SET EXERCISE
Echo the lines below word for word, leaving out the pictures.

(Point annotations for photos)
* begin *
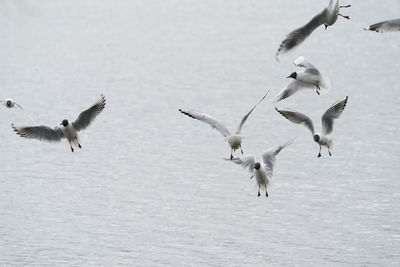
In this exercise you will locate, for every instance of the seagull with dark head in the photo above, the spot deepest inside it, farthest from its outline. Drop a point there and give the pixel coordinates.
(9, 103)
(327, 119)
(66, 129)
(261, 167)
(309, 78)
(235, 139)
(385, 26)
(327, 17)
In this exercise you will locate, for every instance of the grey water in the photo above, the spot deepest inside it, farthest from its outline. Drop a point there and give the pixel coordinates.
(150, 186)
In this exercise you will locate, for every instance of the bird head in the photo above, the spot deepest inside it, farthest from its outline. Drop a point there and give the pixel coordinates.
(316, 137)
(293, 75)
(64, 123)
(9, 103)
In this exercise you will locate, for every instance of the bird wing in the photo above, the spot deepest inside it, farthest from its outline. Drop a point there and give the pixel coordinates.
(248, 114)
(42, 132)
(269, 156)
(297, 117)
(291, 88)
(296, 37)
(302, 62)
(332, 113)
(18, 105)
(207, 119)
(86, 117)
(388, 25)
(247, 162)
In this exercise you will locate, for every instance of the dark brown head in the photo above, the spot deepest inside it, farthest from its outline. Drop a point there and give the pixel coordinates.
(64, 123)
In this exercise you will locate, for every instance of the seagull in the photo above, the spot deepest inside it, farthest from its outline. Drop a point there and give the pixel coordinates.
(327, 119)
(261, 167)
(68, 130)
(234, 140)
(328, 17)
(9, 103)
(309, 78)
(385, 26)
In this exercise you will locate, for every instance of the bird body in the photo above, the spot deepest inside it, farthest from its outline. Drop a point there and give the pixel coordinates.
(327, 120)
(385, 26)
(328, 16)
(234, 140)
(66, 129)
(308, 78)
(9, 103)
* end *
SOLVED EXERCISE
In this exercise you will locate, for every instance of the seagull with dark head in the photo above, the spot deepest inside it, farthest from its outline. Drop a point there and give the pixel coordinates.
(9, 103)
(327, 119)
(66, 129)
(261, 167)
(309, 78)
(235, 139)
(385, 26)
(327, 17)
In this exercise you will locate, for every instance of the grey water in the photo above, the spot deepest inside it, farthest from its outline. Drop a point there and give the pixel coordinates.
(150, 186)
In this exercise you will locate, for every instance of the bird head in the photo above, the spot deepest inside it, farthest from its outline. Drop a point there and give the pixel coordinates.
(316, 137)
(293, 75)
(64, 123)
(9, 103)
In this exercise you will locate, for every instance of the bird wing in the photo above, the spot deepest inside it, farthest from its outline. Drop a point there and give the pixel coordinates.
(248, 114)
(42, 132)
(269, 156)
(297, 117)
(291, 88)
(296, 37)
(302, 62)
(332, 113)
(18, 105)
(207, 119)
(86, 117)
(388, 25)
(247, 162)
In this exercise you will locate, for every instance of the dark brown head in the photo above, the spot deepest inside it, farthest from its outline. Drop a point there and give the pixel coordinates.
(64, 123)
In this exercise you will locate, for every instance of the seagull in the photo above, the spot deepest inside it, farthest from its outline. Drop a point there and give the pixel coordinates.
(327, 119)
(261, 167)
(68, 130)
(234, 140)
(328, 17)
(9, 103)
(309, 78)
(385, 26)
In this exercise you will locate, for every instance of the bird body in the photo above, the spot deepest inside it, farthest from its outline. Drop a point there and give the pixel coordinates.
(327, 120)
(385, 26)
(328, 16)
(234, 140)
(66, 129)
(308, 78)
(9, 103)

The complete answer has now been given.